According to the text on testing for ocular hypertension, which method of tonometry is the most accurate?

▶ [Text block]
= = = = =

Heidelberg Retinal Tomography
Testing for Ocular Hypertension
The tests ordered for ocular hypertension are generally the same tests ordered for patients with glaucoma. These include:
- IOP testing
- Visual Field Analysis
- Optical Coherence Tomography (OCT)
- Heidelberg Retinal Tomography (HRT)
- Measurement of the cup-to-disc ratio
The most common test for glaucoma, however, is actually the pressure check, or measurement of intraocular pressure or IOP. This test is done at every exam, and sometimes patients come in just to have their IOP checked.
The procedure used to check the pressure is known as tonometry, and the device used is called a tonometer. There are several different methods of performing tonometry:
- Goldman Applanation
- Non-Contact (NCT) Tonometer
- Shiotz Tonometer
The most accurate of these methods is by far the Goldman applanation method.It's also the most widely used by ophthalmologists.
The tonopen is predominantly used on patients who can’t undergo applanation because of corneal issues, such as a corneal abrasion or scratch.
The NCT tonometer, most commonly called the “air puff” test, is predominantly used by optometrists.
The Schiotz method is hardly used anymore; however, in its day, the Schiotz Tonometer was the most accurate way to check a pressure. Below is a video explaining how the Schiotz Tonometer works, and the basic principle behind testing the intraocular pressure in general.
The Schiotz Tonometer
Visual Field Testing
Optical Coherence Tomography
Visual Field Testing
Visual field analysis is a test of the patient’s peripheral, or side, vision.

= = = = =

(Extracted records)
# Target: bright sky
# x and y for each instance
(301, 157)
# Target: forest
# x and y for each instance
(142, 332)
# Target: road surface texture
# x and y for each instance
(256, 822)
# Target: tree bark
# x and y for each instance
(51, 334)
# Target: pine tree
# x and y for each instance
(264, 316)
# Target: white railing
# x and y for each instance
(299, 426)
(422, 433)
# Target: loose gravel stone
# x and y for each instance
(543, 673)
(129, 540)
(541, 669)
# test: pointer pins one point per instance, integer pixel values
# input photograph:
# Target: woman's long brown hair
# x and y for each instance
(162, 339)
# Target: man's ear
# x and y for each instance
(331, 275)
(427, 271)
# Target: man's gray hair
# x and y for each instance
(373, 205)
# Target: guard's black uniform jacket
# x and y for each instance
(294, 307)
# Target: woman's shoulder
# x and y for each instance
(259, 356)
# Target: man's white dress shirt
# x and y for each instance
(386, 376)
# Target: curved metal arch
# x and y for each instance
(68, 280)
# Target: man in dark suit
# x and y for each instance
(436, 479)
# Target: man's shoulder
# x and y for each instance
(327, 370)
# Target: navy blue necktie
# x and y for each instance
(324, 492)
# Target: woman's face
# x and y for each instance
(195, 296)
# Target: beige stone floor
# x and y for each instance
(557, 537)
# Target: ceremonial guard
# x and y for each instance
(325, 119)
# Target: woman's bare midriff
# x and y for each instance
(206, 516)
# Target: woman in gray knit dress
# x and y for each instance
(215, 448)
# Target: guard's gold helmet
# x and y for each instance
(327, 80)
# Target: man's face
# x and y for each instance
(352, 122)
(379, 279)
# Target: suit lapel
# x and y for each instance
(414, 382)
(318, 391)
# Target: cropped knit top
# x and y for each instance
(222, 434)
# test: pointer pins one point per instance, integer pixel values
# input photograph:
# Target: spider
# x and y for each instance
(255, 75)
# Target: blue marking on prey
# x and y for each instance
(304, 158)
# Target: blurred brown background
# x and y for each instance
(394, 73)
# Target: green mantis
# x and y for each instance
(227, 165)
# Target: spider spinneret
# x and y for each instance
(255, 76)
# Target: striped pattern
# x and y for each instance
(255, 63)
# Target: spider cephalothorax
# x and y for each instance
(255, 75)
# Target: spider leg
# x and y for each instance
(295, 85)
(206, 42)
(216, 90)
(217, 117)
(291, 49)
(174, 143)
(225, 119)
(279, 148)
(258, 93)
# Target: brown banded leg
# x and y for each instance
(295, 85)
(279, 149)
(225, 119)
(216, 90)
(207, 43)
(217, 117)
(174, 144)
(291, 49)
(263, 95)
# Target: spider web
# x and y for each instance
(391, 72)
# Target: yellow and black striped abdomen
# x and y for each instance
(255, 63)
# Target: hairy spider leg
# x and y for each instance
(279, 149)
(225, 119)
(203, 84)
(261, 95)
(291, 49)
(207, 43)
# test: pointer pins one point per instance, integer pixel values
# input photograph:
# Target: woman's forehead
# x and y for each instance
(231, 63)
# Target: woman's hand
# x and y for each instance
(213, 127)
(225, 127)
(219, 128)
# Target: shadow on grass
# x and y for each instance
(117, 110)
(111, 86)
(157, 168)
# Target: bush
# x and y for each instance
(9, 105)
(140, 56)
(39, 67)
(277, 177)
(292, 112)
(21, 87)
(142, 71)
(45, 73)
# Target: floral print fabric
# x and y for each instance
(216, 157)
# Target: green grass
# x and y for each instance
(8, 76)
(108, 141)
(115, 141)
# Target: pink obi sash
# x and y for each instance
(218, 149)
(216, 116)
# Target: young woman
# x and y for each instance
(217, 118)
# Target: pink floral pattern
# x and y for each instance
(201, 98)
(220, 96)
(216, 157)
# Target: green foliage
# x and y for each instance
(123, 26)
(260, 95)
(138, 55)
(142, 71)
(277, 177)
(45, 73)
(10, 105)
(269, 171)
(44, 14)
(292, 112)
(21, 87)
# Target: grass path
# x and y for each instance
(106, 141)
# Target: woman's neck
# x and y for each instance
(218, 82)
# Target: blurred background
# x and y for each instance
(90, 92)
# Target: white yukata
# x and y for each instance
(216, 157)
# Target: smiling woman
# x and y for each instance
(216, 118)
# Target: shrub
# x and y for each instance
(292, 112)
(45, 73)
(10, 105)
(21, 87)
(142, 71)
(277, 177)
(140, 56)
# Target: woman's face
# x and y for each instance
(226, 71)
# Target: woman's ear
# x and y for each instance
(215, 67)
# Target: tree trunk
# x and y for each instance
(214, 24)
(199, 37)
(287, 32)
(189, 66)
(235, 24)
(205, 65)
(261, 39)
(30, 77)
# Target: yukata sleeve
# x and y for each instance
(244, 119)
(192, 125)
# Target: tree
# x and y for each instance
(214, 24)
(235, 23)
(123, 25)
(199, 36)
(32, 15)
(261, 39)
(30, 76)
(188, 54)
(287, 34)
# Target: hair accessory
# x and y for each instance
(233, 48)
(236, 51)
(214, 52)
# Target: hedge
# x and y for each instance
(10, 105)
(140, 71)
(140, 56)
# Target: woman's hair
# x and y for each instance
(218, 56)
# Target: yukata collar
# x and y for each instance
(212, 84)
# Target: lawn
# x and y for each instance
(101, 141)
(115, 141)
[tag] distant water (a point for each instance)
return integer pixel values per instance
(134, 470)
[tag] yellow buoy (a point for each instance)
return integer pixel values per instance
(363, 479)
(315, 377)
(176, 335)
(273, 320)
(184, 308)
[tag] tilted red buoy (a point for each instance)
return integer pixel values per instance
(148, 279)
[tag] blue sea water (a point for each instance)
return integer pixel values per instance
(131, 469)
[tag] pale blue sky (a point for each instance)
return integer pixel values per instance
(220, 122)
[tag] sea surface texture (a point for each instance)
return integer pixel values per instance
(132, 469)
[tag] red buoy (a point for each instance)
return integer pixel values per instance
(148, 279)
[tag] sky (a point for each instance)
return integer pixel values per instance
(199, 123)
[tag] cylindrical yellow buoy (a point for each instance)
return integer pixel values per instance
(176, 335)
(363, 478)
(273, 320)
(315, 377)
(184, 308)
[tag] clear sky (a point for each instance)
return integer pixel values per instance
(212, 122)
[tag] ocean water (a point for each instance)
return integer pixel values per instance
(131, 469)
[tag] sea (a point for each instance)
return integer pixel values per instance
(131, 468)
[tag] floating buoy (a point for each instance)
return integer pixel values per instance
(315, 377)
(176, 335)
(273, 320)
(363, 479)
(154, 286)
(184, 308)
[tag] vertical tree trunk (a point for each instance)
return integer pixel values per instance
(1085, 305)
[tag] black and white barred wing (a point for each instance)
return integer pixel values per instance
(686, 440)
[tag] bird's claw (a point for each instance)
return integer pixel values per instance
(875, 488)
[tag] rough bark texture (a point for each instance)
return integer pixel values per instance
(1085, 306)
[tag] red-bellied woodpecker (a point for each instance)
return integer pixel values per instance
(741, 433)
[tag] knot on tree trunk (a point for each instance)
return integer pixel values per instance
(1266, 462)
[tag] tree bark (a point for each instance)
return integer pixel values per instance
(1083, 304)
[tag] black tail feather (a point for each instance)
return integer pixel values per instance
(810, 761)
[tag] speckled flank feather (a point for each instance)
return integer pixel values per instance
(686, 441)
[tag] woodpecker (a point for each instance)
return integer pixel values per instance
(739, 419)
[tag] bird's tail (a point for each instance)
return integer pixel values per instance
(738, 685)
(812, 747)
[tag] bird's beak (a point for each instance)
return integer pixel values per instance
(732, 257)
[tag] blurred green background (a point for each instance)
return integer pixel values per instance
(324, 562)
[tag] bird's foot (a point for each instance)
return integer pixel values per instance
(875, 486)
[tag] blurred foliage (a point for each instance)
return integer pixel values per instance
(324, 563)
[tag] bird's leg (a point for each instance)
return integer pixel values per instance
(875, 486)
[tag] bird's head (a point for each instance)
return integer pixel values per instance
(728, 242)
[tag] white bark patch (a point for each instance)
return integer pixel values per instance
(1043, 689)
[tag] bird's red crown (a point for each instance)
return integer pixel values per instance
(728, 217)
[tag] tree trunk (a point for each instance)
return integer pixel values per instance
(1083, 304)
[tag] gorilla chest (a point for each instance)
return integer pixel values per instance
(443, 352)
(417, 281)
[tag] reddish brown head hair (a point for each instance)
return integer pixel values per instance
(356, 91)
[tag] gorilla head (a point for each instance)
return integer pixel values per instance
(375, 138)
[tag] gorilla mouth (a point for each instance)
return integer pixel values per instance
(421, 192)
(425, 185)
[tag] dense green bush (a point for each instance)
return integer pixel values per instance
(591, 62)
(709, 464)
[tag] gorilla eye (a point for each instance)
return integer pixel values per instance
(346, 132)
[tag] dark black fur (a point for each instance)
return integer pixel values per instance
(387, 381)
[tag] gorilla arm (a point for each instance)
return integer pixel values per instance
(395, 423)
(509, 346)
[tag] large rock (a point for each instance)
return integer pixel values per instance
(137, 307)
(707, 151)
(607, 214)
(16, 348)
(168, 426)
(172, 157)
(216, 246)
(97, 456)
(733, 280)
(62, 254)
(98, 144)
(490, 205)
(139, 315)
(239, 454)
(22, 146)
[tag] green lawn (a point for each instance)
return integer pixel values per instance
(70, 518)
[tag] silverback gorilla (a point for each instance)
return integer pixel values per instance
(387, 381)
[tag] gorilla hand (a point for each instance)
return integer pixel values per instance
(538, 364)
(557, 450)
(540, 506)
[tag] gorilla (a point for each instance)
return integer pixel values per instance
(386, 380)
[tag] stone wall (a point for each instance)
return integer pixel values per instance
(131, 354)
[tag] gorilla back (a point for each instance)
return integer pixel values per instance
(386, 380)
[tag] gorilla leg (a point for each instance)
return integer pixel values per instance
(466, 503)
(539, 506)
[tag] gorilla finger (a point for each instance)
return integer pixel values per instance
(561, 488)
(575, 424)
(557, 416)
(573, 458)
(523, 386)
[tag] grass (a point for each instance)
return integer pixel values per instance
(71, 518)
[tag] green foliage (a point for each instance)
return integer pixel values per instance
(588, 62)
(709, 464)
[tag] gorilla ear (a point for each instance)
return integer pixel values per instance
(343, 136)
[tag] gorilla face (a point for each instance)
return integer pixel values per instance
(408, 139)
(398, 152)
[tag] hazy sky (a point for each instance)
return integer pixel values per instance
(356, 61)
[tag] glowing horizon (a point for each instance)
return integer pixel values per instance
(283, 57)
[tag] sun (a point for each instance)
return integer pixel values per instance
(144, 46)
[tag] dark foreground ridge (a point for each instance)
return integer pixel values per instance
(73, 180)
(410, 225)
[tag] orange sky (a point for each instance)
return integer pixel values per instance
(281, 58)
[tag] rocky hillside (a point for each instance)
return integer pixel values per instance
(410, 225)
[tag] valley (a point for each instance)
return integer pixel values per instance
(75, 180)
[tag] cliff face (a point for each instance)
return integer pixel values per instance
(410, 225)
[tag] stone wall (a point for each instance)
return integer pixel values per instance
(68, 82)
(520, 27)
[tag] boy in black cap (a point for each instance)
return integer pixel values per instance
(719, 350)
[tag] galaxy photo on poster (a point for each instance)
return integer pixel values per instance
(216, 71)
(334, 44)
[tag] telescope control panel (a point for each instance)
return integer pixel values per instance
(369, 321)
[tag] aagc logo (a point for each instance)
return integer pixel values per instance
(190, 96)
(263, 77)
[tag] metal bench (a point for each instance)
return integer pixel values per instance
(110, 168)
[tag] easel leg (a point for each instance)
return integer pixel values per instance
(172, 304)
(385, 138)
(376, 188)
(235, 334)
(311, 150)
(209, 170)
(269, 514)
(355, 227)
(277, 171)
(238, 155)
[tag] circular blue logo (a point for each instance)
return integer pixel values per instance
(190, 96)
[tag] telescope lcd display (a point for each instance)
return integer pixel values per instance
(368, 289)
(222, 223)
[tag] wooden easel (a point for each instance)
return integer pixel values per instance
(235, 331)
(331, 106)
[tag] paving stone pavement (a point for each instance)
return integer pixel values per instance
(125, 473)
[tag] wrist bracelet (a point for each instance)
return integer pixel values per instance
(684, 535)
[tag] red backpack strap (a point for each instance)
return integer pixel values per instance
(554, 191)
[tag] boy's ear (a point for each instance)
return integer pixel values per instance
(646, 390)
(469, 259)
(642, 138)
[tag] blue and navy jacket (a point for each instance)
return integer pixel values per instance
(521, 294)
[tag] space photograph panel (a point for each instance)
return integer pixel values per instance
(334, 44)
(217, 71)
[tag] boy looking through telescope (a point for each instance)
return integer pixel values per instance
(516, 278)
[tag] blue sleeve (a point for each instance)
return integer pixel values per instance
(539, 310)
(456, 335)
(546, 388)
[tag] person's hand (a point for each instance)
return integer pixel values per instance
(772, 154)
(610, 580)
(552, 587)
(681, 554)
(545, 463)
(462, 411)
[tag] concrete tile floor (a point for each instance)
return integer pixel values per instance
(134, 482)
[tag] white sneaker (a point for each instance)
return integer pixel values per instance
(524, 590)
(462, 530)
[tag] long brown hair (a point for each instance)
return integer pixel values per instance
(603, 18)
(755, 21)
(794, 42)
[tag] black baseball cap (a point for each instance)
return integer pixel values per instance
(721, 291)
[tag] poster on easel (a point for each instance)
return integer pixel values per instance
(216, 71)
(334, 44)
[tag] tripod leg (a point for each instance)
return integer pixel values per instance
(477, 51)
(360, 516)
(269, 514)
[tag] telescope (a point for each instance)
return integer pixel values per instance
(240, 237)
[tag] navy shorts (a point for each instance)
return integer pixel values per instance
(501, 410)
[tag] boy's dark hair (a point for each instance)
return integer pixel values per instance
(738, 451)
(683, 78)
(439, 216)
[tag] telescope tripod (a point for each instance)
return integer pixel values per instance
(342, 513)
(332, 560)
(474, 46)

= = = = =

▶ [Solution for this task] The Goldman applanation method.